[Brief]
Please rewrite the records from the line with "of the lower" up to and including the line with "[[39, 73], [273, 137]]", switching "lower white shelf" to "bottom white shelf" and leaving everything else unchanged.

★ ★ ★

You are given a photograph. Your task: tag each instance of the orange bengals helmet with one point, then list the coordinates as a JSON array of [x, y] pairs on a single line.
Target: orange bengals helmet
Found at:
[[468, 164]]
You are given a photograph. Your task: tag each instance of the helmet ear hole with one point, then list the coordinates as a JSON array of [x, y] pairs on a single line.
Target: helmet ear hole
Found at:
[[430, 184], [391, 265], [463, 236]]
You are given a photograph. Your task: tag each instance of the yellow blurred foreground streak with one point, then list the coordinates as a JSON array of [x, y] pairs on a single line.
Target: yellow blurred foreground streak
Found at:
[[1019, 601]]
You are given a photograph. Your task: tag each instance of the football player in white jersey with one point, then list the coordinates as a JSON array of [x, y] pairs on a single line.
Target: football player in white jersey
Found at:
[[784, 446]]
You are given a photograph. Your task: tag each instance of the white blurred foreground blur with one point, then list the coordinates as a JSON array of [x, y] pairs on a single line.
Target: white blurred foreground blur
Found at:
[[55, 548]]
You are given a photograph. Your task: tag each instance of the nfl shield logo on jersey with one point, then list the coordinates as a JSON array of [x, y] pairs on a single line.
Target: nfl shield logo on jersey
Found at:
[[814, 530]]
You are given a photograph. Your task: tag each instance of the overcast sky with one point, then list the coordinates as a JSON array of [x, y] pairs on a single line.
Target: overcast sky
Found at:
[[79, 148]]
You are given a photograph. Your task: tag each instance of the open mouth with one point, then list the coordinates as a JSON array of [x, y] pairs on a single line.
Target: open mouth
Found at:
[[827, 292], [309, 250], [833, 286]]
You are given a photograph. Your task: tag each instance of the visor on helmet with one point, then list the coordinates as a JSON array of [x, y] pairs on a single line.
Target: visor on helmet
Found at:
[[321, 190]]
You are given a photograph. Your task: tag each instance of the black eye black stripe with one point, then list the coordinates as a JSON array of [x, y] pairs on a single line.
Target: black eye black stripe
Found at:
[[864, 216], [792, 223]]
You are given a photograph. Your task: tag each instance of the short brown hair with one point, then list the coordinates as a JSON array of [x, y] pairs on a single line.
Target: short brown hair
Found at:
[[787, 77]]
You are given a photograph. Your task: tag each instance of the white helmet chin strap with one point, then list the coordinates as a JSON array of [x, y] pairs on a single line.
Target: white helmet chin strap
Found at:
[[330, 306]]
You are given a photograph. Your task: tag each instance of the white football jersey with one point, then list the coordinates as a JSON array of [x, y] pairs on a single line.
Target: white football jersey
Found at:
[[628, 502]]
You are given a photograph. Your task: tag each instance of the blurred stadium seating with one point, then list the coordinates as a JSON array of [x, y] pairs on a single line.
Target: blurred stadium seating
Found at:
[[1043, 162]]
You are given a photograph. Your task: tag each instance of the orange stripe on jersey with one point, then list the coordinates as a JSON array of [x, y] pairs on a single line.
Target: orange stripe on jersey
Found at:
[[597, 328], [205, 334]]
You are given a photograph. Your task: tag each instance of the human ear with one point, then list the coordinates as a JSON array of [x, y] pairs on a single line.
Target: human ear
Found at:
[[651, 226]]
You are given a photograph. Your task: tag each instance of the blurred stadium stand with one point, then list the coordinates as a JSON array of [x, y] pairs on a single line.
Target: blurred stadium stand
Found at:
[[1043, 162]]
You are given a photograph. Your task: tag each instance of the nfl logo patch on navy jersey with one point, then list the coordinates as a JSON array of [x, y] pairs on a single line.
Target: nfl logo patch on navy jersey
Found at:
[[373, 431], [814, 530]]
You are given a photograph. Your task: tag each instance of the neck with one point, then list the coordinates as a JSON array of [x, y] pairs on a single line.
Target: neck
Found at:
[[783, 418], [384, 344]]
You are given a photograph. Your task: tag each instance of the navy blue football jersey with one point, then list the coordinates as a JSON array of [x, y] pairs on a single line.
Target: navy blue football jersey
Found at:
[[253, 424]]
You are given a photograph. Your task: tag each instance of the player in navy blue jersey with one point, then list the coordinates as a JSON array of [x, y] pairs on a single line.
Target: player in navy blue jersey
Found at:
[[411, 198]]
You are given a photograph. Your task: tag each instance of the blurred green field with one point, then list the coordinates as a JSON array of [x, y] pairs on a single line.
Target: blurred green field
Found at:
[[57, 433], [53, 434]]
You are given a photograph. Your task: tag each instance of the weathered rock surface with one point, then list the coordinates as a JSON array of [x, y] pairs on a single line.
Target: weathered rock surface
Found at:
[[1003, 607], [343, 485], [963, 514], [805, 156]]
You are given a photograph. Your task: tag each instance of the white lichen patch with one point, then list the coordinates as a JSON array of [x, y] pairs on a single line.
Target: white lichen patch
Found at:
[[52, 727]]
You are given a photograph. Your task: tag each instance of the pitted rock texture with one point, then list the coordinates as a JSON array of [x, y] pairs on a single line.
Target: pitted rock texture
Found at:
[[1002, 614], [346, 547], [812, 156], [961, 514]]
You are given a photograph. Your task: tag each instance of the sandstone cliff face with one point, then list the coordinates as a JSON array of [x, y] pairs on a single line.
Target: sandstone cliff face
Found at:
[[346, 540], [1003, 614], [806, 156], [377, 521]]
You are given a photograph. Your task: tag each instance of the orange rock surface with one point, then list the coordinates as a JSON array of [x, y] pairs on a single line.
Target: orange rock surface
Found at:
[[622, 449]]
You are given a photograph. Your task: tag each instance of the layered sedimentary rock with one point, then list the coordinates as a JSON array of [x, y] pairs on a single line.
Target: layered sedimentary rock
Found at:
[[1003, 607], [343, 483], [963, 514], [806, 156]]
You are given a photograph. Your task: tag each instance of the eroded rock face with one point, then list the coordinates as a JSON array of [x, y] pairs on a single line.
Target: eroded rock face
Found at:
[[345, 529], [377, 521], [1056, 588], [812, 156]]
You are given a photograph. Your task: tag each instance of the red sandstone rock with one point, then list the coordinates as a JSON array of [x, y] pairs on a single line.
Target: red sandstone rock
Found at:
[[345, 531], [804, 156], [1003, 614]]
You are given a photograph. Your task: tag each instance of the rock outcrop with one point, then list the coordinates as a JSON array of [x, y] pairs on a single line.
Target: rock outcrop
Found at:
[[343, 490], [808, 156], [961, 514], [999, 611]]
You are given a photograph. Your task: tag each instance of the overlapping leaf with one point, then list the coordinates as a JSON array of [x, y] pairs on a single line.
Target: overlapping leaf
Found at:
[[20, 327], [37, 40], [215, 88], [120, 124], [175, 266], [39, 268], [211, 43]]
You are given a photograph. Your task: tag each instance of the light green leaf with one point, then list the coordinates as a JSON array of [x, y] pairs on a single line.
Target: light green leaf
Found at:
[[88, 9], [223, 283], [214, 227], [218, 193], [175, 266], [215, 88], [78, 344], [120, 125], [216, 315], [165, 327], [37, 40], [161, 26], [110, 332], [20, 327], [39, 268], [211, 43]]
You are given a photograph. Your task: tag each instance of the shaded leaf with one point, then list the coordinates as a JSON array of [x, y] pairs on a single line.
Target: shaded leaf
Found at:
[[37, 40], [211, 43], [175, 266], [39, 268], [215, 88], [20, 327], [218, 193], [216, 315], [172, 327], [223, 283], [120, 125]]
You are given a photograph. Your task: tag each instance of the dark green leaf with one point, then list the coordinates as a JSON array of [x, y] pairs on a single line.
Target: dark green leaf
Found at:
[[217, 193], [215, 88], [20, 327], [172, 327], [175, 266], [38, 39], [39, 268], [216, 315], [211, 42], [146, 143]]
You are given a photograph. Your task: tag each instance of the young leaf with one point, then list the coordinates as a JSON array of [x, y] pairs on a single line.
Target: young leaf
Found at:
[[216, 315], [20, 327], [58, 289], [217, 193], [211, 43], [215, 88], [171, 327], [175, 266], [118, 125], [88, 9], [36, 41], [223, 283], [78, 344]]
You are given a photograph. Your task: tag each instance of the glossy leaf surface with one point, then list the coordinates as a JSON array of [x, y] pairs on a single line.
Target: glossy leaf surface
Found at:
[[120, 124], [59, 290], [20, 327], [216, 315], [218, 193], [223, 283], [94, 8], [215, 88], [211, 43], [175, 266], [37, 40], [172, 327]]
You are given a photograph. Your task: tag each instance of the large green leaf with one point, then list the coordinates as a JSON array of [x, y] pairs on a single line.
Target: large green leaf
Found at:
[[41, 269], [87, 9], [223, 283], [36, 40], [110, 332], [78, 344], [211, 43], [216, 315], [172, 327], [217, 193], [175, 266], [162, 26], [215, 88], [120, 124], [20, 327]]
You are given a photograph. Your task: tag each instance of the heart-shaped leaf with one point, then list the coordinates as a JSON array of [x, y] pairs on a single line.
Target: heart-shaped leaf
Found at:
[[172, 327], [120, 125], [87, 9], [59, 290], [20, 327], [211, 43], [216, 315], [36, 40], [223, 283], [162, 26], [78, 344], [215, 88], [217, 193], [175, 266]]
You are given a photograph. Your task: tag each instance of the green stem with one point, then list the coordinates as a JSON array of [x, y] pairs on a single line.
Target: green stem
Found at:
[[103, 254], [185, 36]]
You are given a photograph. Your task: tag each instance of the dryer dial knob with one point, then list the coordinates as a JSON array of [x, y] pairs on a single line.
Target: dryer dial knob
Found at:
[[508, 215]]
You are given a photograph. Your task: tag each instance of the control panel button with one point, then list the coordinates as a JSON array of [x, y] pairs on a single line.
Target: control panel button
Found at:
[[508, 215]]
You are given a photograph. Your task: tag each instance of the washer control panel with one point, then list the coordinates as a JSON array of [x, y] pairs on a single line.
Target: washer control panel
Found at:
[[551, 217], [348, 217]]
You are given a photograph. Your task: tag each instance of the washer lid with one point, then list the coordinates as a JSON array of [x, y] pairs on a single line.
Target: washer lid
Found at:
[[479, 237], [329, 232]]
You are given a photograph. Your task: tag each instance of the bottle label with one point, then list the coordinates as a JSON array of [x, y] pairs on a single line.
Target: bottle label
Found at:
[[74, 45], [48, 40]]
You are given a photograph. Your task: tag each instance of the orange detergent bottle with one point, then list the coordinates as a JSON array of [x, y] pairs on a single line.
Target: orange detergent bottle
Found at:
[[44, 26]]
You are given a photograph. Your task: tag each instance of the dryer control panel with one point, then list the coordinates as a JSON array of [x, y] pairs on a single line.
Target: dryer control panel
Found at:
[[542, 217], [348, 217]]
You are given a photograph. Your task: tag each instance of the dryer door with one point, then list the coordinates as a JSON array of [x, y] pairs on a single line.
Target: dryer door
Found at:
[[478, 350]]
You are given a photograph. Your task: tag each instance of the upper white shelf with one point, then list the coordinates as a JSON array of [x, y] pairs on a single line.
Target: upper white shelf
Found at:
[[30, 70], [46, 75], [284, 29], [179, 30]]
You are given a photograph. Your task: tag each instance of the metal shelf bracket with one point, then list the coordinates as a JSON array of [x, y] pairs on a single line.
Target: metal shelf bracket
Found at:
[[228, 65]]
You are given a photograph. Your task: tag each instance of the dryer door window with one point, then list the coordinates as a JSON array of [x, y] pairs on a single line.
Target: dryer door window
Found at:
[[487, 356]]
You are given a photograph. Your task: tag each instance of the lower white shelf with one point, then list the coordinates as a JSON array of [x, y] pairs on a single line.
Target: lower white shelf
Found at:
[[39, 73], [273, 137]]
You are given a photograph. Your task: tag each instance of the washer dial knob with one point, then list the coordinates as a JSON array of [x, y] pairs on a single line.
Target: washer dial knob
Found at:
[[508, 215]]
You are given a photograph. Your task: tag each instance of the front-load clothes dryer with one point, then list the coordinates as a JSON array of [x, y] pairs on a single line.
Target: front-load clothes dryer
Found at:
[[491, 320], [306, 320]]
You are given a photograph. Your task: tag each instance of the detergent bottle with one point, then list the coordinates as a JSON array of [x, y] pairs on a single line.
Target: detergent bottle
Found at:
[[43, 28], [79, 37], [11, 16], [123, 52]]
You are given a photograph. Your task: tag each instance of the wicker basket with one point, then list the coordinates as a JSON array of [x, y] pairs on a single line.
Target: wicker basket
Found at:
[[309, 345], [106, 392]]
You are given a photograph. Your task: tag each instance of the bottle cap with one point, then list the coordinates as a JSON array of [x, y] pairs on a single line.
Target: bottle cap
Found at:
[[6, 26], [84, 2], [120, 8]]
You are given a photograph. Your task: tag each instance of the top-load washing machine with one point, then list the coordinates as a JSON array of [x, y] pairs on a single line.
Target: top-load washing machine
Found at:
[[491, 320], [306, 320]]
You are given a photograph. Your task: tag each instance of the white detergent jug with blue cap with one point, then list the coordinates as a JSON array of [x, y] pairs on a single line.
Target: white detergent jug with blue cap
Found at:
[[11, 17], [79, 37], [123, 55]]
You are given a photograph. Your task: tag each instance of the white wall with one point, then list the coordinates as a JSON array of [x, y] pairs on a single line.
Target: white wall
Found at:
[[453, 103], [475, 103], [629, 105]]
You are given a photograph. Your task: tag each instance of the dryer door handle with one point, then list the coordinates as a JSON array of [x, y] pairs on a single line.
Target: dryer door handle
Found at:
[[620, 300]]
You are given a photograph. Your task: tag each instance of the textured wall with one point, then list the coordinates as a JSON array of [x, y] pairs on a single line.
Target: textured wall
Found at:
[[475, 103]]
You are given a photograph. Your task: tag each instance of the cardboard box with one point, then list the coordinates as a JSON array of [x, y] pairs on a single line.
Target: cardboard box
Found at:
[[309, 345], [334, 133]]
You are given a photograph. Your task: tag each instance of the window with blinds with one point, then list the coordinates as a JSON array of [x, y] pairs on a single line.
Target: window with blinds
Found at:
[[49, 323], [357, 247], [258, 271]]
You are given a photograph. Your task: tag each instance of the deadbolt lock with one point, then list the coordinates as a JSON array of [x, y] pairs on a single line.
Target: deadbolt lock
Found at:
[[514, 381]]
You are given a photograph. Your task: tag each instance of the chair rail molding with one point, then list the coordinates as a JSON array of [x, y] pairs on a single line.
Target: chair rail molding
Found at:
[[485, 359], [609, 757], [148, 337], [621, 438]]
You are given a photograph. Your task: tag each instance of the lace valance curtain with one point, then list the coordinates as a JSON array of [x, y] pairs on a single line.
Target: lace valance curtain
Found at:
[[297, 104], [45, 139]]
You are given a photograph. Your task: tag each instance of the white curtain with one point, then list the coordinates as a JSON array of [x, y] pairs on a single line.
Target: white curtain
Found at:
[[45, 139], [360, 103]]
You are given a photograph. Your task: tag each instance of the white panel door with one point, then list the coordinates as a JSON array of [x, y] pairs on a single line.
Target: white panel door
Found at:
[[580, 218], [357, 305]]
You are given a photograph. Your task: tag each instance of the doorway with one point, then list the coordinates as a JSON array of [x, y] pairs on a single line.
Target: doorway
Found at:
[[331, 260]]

★ ★ ★

[Result]
You are given a photograph. Your task: tag each instance of the bottom white shelf with one point, then list the coordinates as a JSON array of [x, y] pairs on a single line.
Target: bottom white shelf
Found at:
[[39, 73], [273, 137]]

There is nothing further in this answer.